▶ **Oefentekst**
* * * *

VAN ROLSTOEL NAAR MINSTENS 30 METER LOPEN

Bewegen tijdens revalideren

Revalideren staat synoniem aan bewegen. Waar je vroeger na een operatie nog lang kon uitzieken in bed, word je nu geacht zo snel mogelijk overeind en in beweging te komen. Ook als je op leeftijd bent, ook als je een ingrijpende aandoening hebt gehad of chronisch ziek bent.

TEKST INGE HEUFF • BEELD SANDRA SCHIMMELPENNINK, SD SPORT

Juus Kreiken, een vieve inwoner uit Noordwelle, werd eerder dit jaar getroffen door een ernstige bloedvergiftiging. De infectie bleek uit een ontsteking in zijn halswervels te komen. Deze moest behandeld worden met een operatie en langdurige antibiotica toediening. Hierdoor, en door vele complicaties (delier, trombose), was hij erg verzwakt geraakt. Na een aantal weken verblijf in het ziekenhuis werd hij opgenomen op de geriatrische revalidatieafdeling van verpleeghuis Cornelia in Zierikzee. “Ik had zo’n 15 kilo aan spiermassa verloren en kon eigenlijk niets meer”, vertelt hij. “Als je vervolgens terecht komt in een verpleeghuis, dan pas je daar je toekomstverwachting op aan. Verder dan aan een leven in een rolstoel dacht ik niet. Ik was overigens wel blij dat het de Cornelia werd, dat is voor mijn vrouw Conny toch een stuk dichterbij dan Goes of Rotterdam.”

* * * *

[Gegevens voor objectverankering in natuurlijke taal]
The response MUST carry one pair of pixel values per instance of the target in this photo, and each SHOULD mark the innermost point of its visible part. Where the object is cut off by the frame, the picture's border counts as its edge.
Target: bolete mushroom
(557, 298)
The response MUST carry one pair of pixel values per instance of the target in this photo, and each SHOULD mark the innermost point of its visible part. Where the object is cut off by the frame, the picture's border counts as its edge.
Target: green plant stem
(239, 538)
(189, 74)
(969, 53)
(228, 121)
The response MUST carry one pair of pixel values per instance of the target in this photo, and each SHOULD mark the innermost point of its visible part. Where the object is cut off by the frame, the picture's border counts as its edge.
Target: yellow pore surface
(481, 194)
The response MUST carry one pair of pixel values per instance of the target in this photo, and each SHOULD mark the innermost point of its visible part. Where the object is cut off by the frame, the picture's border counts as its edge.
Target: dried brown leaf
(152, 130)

* * * *

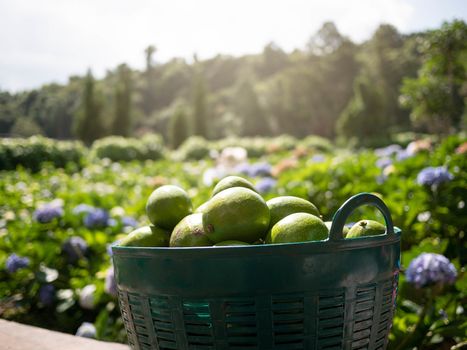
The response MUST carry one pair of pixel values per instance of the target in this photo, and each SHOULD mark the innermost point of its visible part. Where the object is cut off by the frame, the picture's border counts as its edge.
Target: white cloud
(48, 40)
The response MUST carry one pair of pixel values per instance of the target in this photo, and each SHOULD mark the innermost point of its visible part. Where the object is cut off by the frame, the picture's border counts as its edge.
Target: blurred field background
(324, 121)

* * * *

▶ **De opdracht**
Zet het artikel over bewegen tijdens revalideren alsjeblieft voort, te beginnen na de laatste zin.

▶ **Antwoord**
Te verzwakt

“Niet iedereen komt in aanmerking voor een revalidatiekliniek, daar moet je namelijk een bepaalde conditie voor hebben”, legt Esther Oosterhoff uit. Zij is specialist ouderengeneeskunde (voorheen verpleeghuisarts) bij Allévo. “Wie zo verzwakt is als Juus, is aangewezen op de geriatrische revalidatieafdeling van een verpleeghuis. Het gaat vaak om ouderen, maar we hebben hier in Cornelia ook mensen met niet-aangeboren hersenletsel of met een progressieve chronische ziekte als MS of Parkinson die veel jonger zijn.”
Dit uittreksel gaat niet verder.